# [Document extract]
++++
My Baby Makes Demon Noises

Aren’t those deep throaty demonic sounds your adorable baby is producing alarming? Usually, they are scary, too. Besides entertaining the thought of bringing in an exorcist, what else runs through your thoughts? Well, to put your mind at ease, these are perfectly normal noises. Just like the common gurgling and whistling noises, the so-called demonic sound is natural, unique to your baby, and a few others. A doctor will tell you that most babies attuned to this type of noise are experimenting with language and communicating in the best way they know.

Meanwhile, it all depends on the exact age of your child. Are they within the six to nine-month age range? Then the demon noises are part of their vocal milestone. You should start to worry, though, if this type of communication goes beyond 12 months, and they are not babbling any of the common words familiar with babies. Here are some of the crucial factors to address concerning your baby’s distinctive vocalization. 

Your Baby’s Age Relating to Demonic Noises 

The younger your baby is, the more they will be making funny non-verbal noises. Breathing through the nose also has a lot to do with those noises. The tiny airways, combined with the so many ways they try to communicate, bring out all the unsettling sounds. Until age six months and above, you can expect to hear all kinds of sound because your child is learning and testing their language skills. It’s up to you to closely monitor their body language during the growling sounds and see if they are trying to pass a message.

Does Your Baby Try to Communicate Verbally?

Again, your baby’s age goes hand in hand with their vocal development. If they are 12 months and above, they should already have started babbling out words such as ma-ma/ba-aba/da-da, and other partial but familiar words to babies. So, even if they make the demonic noise, they are also trying to communicate verbally. If not, have a physician assess your little one for delayed milestones.

Does Your Child Pick up New Words Frequently? 

Besides using partial words, your baby at toddlerhood should also be rapidly learning new vocabulary and vocalizing the same. The standard language development calendar always indicates a steady increase with each passing day. You should worry if your baby is not trying to use a new terminology in the span of a few weeks to months, and all else appears to be stagnating. Also, although everyone’s voice has unique characteristics, observe if your baby’s speech patterns are imitative. Usually, they try to mimic people around them and recreate words often used in these surroundings. 

How Are Your Child’s Reactions to Other People?

Normal child development has a few clear markers. For example, from the very beginning, even if your child grunts, they should show interest in you and anyone familiar. For example, does your baby notice and show some reaction whenever you leave the room or come in. Generally, your baby should display that big smile when they see a familiar face. They can also begin to cry

if you exit. They will squeal if they are excited. See if they are interested in their surroundings, including what other people are doing. These are some of the solid pointers that your child is okay.

Other Critical Factors Related to Your Child’s Language Development

At this point, the most important thing is to alleviate your fears concerning your baby’s vocal milestones. And so, you also need to assess if your child can respond to their name. It means that they should quickly turn towards you whenever you call out and look attentively at you. This should be the norm from the age of six months. See also if they can follow simple verbal commands such as come, eat, and go.

If most of the questions are in the affirmative, then there is no need to worry. Your child’s growly sounds are just part and parcel of their overall development. Mostly, it is a phase that they will soon outgrow. However, if your assessment sees problematic patterns, it would be wise to have your child undergo a medical assessment to rule out underlying issues such as autism.
++++
# [Excerpted records]
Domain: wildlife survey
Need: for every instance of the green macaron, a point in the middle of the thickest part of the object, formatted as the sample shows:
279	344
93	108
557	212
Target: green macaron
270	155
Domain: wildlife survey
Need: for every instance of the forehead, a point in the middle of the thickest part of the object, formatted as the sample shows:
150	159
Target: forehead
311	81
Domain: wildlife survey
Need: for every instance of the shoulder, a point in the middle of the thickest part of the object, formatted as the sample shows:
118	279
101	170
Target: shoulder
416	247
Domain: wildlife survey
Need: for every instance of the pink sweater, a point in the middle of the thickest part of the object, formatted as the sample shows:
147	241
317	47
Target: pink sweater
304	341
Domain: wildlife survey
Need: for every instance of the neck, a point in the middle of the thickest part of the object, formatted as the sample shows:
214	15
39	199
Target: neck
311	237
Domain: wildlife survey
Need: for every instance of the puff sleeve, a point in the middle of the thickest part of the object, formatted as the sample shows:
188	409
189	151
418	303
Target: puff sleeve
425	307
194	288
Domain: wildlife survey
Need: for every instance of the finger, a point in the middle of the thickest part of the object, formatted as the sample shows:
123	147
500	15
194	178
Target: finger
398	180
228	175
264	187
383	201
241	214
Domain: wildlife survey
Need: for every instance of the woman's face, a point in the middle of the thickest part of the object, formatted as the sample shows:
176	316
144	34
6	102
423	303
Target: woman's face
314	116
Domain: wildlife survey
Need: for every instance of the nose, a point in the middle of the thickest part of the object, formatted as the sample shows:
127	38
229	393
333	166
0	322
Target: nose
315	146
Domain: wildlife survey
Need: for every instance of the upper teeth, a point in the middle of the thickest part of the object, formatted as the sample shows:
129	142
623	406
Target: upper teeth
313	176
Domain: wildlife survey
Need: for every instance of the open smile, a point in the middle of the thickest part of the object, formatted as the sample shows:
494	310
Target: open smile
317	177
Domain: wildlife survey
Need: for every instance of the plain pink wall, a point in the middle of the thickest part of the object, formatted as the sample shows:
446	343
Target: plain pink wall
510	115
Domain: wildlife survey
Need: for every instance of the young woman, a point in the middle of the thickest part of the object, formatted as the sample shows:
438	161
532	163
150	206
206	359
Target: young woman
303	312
++++
# [What the task requires]
Please list every section heading in the article on baby demon noises, excluding its title.

# [Finished exercise]
Your Baby’s Age Relating to Demonic Noises
Does Your Baby Try to Communicate Verbally?
Does Your Child Pick up New Words Frequently?
How Are Your Child’s Reactions to Other People?
Other Critical Factors Related to Your Child’s Language Development